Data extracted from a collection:

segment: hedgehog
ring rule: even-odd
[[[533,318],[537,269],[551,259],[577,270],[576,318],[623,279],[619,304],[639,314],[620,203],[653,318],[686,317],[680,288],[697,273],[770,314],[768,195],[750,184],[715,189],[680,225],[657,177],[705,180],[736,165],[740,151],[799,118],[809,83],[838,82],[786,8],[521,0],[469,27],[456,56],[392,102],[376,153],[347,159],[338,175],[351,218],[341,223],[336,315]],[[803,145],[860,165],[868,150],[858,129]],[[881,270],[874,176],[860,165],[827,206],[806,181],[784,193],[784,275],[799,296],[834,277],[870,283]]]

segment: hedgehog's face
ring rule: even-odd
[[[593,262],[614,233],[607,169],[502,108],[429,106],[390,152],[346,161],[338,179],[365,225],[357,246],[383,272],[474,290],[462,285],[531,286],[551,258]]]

• [YOUR INSTRUCTIONS]:
Give back all the records above exactly as they were written.

• [ANSWER TO THE PROBLEM]:
segment: hedgehog
ring rule: even-odd
[[[533,318],[537,269],[551,259],[577,270],[576,318],[623,279],[619,304],[639,314],[620,203],[653,318],[686,317],[680,288],[697,273],[770,314],[768,195],[750,184],[715,189],[680,225],[657,177],[705,180],[736,165],[740,151],[799,118],[809,83],[838,82],[786,8],[521,0],[469,27],[456,56],[392,102],[376,153],[347,159],[338,175],[351,218],[341,223],[336,315]],[[803,145],[860,165],[868,150],[858,129]],[[881,270],[874,176],[860,165],[827,206],[806,181],[784,193],[784,275],[799,296],[834,277],[870,283]]]

segment: hedgehog's face
ring rule: even-odd
[[[593,262],[614,233],[607,169],[502,108],[429,106],[390,152],[346,161],[338,179],[365,225],[357,246],[383,272],[474,290],[462,285],[531,286],[551,258]]]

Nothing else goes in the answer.